=== Begin Enclosure ===

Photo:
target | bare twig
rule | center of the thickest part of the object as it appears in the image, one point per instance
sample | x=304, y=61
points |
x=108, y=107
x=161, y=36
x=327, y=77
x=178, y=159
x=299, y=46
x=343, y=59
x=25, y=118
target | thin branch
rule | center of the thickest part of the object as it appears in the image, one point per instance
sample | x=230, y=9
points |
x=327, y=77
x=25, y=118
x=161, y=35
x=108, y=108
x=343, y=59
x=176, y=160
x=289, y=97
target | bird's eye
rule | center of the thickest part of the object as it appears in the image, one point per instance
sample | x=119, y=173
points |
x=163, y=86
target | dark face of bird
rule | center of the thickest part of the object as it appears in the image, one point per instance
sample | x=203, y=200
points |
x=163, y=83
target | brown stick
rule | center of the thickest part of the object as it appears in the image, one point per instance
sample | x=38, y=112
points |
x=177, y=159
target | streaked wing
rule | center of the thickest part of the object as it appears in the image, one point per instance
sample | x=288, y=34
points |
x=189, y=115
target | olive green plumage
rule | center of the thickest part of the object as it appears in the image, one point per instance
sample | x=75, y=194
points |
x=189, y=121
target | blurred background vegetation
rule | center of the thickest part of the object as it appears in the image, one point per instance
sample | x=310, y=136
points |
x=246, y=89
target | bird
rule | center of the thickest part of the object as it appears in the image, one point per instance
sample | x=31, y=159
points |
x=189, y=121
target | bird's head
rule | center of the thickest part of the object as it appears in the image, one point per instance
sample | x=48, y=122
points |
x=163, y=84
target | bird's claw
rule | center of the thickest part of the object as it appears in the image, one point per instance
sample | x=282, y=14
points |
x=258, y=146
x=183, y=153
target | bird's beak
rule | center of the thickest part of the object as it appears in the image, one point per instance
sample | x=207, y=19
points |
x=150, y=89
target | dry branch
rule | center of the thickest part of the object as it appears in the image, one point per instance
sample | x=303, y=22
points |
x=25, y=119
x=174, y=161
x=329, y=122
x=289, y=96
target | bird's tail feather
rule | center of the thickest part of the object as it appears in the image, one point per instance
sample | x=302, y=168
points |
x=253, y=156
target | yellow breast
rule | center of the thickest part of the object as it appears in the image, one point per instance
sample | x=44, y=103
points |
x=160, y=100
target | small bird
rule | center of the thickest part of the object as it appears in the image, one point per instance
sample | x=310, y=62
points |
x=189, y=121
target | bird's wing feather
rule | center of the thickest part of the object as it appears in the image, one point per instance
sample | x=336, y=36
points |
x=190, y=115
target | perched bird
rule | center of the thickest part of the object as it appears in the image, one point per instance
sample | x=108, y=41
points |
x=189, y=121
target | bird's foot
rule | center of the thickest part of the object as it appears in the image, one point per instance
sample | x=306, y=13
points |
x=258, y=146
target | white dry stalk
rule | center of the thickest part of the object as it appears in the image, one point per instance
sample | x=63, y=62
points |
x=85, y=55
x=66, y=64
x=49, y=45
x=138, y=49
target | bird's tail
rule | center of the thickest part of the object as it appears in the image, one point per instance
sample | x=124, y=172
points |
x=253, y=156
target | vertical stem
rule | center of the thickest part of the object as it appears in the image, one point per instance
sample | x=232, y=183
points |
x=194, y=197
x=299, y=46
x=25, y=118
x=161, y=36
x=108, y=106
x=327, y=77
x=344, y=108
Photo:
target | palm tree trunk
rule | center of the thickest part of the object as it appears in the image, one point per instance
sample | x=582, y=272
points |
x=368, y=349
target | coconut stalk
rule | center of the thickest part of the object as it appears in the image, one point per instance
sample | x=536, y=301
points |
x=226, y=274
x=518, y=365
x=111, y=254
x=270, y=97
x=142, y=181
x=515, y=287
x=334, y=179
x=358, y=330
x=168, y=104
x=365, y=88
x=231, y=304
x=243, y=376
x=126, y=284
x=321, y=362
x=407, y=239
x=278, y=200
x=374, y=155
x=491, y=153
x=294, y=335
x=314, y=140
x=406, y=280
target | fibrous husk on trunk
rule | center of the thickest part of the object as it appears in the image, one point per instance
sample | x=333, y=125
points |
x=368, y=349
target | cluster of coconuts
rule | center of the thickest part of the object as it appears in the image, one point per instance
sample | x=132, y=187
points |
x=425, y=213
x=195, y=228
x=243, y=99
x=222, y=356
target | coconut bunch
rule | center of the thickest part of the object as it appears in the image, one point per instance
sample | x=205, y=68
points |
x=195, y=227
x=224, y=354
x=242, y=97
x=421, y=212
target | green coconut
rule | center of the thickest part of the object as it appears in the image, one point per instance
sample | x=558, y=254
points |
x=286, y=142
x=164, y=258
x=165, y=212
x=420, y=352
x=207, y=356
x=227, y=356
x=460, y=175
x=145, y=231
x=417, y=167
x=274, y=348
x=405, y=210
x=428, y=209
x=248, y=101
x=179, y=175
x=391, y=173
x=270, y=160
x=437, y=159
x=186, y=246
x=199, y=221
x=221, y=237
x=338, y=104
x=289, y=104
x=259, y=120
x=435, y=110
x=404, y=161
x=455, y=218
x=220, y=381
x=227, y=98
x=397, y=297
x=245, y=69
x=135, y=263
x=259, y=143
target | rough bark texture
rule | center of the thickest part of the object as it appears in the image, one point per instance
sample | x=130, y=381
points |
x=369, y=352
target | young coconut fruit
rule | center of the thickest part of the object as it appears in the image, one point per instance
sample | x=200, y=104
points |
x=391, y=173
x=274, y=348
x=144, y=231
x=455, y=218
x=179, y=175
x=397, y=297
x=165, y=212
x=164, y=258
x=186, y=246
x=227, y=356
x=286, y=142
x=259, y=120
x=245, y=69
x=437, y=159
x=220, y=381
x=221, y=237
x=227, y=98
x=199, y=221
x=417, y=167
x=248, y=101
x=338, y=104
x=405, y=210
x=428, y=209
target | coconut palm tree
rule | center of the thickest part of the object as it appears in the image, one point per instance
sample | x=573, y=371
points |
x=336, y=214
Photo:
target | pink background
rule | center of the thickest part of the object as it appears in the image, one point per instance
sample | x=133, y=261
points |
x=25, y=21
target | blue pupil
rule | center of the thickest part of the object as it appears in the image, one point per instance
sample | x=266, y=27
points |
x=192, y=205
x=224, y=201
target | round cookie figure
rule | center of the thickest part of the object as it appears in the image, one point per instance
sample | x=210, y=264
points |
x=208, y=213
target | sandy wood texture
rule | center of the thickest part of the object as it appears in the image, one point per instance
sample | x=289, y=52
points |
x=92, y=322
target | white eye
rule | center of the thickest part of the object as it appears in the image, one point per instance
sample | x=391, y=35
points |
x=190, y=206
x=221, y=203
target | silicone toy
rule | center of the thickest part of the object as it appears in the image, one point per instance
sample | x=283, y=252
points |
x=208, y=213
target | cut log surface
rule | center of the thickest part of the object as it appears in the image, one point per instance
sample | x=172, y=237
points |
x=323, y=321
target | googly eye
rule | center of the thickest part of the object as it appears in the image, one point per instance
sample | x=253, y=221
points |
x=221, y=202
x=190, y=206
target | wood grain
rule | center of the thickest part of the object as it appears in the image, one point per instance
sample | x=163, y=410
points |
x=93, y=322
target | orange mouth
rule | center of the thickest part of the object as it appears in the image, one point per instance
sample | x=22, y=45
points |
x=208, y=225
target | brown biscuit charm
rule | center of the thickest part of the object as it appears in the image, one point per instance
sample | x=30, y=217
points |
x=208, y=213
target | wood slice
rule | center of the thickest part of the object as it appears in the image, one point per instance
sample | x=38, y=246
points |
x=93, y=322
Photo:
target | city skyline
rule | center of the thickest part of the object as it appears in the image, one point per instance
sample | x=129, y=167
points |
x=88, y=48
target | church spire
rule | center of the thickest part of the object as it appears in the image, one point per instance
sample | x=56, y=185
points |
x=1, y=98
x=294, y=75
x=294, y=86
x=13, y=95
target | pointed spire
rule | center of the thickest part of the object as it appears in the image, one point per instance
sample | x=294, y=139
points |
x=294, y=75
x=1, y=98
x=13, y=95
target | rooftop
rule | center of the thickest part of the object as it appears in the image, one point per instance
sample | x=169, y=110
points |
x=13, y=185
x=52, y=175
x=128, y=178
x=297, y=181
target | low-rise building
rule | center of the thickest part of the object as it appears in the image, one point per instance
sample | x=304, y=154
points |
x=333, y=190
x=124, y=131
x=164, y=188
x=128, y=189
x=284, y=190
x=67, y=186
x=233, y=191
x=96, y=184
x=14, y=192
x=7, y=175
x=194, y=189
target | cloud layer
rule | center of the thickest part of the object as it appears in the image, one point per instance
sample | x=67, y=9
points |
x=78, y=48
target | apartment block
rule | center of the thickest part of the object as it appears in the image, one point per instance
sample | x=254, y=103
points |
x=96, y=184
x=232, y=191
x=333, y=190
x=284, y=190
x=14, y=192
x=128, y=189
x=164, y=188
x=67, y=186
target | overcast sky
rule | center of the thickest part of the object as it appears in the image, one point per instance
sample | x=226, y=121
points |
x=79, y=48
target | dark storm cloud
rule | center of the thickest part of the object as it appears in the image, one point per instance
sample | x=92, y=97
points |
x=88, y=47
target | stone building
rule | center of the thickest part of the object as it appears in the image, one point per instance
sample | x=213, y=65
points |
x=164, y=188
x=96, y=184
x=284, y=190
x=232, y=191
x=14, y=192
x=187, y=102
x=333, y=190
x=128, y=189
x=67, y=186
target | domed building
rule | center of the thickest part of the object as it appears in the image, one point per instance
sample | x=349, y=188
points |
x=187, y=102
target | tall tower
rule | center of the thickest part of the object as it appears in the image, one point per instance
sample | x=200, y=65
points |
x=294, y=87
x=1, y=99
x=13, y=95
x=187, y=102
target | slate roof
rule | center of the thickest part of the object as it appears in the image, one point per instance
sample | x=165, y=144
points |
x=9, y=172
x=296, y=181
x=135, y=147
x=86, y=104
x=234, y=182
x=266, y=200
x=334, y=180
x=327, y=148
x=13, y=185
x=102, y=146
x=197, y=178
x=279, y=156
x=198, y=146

=== End Enclosure ===

Which lines belong in the answer? Exactly those from the first line of the entries through the line holding "sample | x=230, y=9", inclusive, copied unchanged.

Photo:
target | bare twig
rule | center of the thickest part of the object as it appears in the image, one point per instance
sample | x=304, y=61
points |
x=108, y=107
x=161, y=36
x=327, y=77
x=178, y=159
x=299, y=46
x=343, y=59
x=25, y=118
target | thin branch
rule | center of the thickest part of the object as it appears in the image, one point per instance
sample | x=230, y=9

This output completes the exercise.